* [WHAT IS NEEDED]
Nothing but the lines from the one with "3 jersey, set" down to the one with "column 48, row 331" should be returned, exactly and with both ends included, from the material below.

* [DATASET RECORDS]
* * *

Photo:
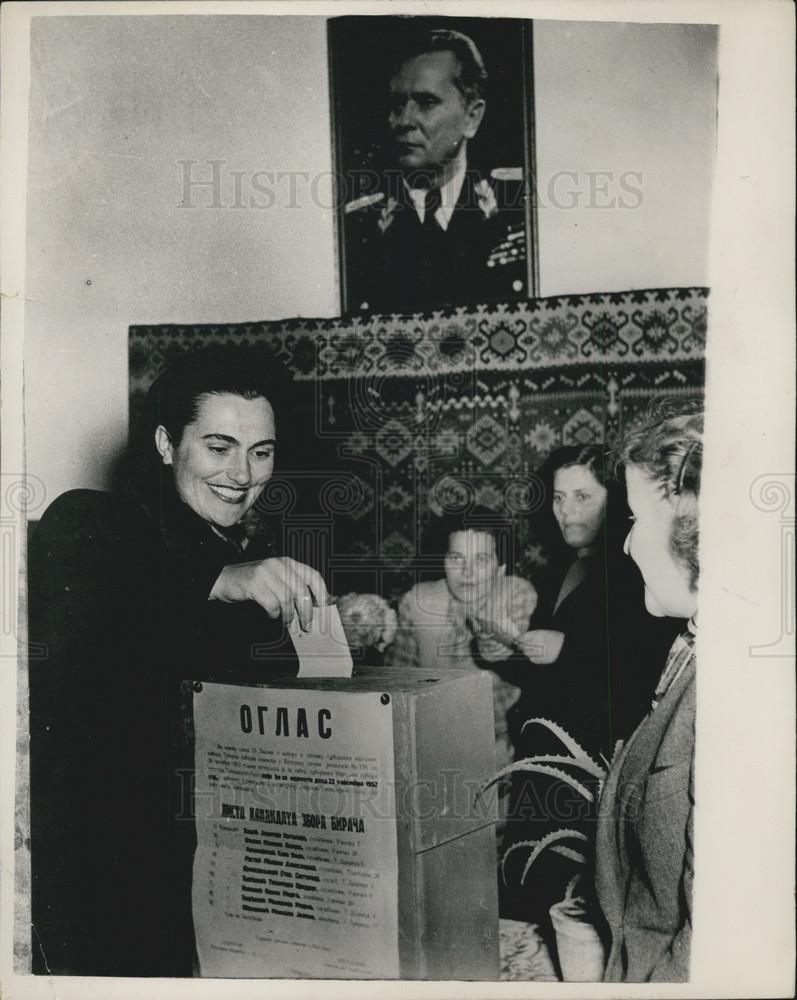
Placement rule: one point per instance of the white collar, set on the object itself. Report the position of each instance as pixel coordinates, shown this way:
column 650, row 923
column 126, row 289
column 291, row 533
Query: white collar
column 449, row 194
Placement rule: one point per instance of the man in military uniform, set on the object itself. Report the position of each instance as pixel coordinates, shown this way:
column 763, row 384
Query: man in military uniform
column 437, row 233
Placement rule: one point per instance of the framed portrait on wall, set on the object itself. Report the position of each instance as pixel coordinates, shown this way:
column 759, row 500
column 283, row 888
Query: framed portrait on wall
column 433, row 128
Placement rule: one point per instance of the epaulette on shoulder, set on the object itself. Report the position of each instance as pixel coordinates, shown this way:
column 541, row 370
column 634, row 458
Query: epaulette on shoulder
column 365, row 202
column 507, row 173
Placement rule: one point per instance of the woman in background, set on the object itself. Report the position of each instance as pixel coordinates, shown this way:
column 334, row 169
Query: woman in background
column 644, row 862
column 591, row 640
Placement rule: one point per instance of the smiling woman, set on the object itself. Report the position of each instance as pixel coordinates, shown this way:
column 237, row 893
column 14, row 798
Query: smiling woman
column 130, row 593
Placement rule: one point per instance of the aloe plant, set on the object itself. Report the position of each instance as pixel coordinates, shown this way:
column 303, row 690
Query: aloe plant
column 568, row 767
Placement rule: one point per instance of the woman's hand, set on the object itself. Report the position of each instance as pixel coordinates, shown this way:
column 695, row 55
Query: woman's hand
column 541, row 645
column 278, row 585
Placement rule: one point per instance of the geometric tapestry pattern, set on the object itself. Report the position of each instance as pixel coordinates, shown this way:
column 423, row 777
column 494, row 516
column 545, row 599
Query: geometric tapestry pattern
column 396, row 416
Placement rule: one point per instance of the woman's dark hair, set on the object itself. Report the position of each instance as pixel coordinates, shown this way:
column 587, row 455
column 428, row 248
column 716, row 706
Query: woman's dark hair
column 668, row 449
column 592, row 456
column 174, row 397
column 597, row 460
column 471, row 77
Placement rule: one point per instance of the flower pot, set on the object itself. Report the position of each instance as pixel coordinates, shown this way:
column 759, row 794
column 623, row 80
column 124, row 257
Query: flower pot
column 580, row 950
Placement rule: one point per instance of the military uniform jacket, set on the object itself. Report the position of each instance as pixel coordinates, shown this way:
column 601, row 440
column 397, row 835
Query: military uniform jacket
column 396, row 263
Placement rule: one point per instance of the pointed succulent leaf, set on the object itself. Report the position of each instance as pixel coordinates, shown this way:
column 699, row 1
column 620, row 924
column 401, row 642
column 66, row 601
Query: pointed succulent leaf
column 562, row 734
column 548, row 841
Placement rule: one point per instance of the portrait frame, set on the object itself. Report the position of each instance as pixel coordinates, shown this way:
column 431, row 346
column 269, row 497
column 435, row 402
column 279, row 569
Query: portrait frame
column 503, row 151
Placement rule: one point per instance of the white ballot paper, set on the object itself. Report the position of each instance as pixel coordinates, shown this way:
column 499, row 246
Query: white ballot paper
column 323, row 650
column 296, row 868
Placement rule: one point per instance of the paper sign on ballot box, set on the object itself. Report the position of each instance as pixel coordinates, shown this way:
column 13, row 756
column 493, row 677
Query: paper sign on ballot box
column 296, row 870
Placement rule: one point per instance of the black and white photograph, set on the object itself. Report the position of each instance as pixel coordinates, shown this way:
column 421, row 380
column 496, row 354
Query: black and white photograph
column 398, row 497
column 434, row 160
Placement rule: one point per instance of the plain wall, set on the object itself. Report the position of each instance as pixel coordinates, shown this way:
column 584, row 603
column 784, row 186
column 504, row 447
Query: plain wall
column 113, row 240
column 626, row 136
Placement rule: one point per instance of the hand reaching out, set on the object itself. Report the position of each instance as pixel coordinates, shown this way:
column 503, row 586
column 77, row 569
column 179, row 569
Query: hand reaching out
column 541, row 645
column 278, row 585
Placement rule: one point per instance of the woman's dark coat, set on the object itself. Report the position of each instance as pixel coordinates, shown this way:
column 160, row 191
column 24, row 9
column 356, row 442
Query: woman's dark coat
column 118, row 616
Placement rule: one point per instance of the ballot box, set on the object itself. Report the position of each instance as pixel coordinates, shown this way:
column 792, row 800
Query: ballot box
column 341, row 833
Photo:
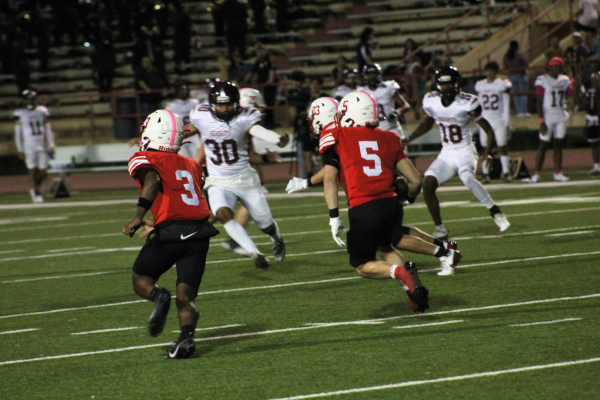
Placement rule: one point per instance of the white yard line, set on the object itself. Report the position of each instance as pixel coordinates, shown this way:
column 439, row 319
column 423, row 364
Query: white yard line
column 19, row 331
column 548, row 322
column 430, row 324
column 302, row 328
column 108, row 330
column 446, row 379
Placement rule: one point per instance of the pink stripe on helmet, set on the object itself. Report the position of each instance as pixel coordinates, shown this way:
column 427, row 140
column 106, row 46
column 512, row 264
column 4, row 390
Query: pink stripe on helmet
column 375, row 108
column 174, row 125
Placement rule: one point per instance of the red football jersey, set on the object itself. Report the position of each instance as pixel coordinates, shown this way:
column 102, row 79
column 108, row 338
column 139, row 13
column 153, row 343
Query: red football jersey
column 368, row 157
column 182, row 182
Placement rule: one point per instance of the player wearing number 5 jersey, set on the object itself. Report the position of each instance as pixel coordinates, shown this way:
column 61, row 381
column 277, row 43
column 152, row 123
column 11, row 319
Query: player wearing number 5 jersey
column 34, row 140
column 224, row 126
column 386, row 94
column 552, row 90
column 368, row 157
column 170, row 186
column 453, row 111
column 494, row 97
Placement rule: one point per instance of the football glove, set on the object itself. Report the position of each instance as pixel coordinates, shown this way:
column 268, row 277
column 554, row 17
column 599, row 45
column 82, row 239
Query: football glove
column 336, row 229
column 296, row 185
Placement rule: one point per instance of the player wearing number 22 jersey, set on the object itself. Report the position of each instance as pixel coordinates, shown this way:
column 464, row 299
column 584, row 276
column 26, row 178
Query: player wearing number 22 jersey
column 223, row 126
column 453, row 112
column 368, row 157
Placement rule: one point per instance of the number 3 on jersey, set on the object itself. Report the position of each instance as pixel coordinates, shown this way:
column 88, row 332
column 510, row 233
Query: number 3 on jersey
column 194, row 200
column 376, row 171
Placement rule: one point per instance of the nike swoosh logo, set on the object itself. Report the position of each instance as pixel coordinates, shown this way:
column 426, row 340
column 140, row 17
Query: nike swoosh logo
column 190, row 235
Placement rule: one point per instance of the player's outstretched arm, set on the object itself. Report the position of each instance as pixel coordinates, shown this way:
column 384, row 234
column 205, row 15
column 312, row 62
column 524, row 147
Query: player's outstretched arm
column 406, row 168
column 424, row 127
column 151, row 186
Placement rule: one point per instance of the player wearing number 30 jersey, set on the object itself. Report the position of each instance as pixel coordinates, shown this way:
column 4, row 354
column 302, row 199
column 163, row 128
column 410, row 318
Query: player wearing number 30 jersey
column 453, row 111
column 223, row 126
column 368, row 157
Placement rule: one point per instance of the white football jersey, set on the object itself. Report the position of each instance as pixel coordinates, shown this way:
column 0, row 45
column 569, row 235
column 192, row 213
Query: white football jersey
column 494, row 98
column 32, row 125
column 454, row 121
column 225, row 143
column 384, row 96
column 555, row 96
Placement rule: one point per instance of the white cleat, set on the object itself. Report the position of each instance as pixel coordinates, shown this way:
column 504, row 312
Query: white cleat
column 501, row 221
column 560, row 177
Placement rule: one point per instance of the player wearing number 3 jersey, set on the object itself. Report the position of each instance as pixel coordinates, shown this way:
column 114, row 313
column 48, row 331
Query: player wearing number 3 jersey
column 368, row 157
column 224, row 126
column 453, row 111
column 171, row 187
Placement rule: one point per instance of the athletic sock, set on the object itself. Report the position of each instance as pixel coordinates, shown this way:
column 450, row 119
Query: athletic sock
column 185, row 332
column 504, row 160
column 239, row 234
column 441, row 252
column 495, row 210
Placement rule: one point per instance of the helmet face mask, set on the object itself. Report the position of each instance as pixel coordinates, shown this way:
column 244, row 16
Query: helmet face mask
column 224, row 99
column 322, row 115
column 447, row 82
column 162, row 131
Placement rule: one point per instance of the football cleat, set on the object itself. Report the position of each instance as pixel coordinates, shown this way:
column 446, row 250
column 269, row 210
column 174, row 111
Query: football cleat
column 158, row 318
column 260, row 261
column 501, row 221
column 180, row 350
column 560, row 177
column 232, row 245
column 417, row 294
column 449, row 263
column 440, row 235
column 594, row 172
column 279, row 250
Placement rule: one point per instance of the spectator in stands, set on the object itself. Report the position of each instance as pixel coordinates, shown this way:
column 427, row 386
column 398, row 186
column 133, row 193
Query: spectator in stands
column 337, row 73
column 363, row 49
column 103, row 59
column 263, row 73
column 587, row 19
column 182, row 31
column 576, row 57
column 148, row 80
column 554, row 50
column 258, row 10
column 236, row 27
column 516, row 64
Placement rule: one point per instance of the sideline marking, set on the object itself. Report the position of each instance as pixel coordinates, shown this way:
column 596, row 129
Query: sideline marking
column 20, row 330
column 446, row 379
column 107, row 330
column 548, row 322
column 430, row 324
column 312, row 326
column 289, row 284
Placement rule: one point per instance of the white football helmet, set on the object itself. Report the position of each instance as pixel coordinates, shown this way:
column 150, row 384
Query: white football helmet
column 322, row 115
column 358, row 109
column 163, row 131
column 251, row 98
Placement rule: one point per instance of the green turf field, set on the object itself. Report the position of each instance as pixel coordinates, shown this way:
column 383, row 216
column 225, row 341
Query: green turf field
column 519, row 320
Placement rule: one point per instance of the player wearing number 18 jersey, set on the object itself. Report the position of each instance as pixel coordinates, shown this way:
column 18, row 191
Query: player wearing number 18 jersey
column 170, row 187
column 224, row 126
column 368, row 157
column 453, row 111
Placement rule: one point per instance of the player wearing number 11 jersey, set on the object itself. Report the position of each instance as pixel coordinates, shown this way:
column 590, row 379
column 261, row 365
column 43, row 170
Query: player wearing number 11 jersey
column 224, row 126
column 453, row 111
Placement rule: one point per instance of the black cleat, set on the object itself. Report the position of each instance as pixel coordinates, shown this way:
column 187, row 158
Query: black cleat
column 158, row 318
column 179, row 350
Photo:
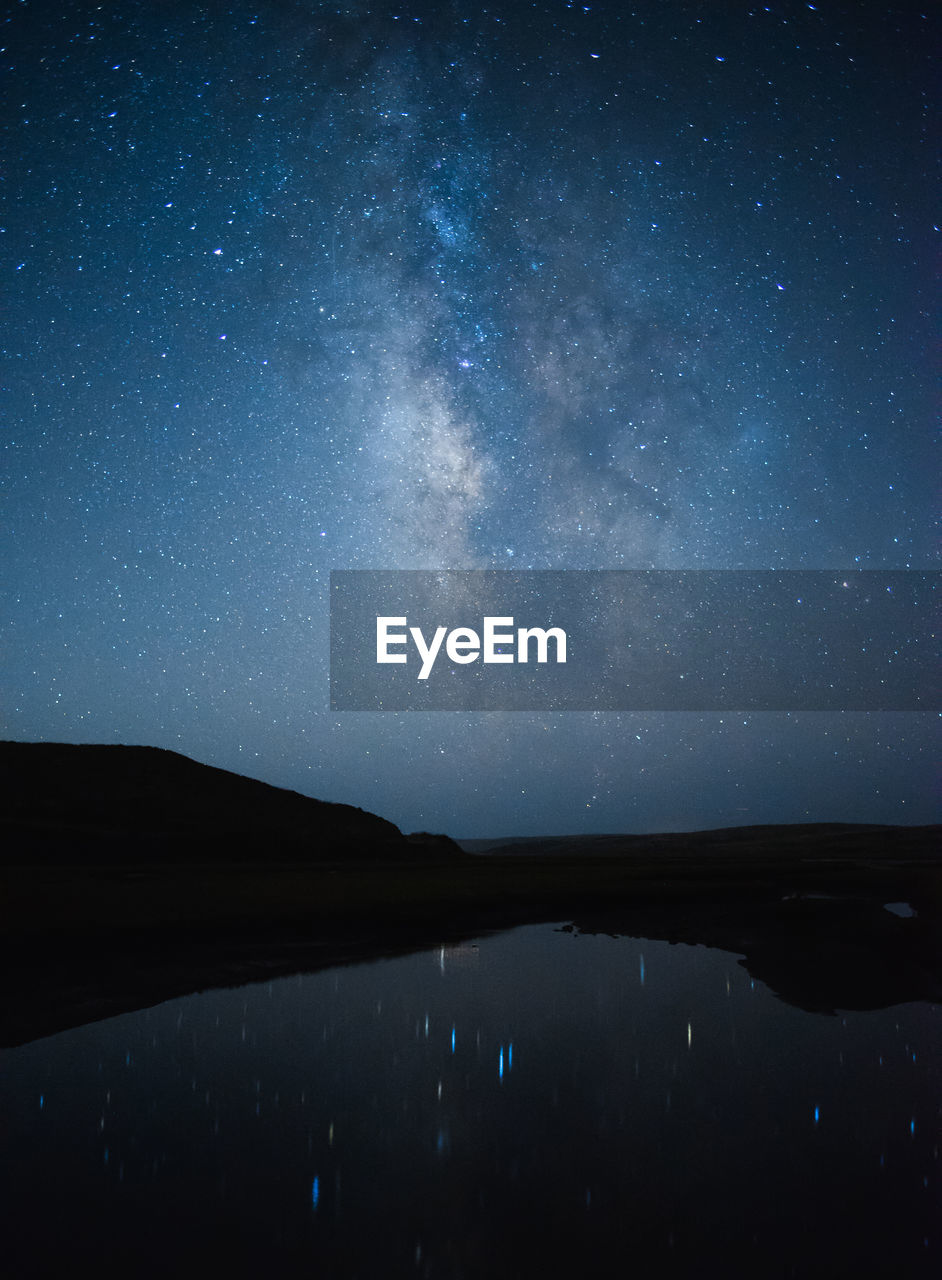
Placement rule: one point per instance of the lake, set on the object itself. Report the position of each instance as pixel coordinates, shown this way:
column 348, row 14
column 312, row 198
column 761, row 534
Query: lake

* * *

* [FINISHED EXERCISE]
Placement rule: one point per instance of the player wearing number 3 jersey, set on the object itself. Report the position of each instance as pixel coordinates, shown this way:
column 114, row 313
column 48, row 331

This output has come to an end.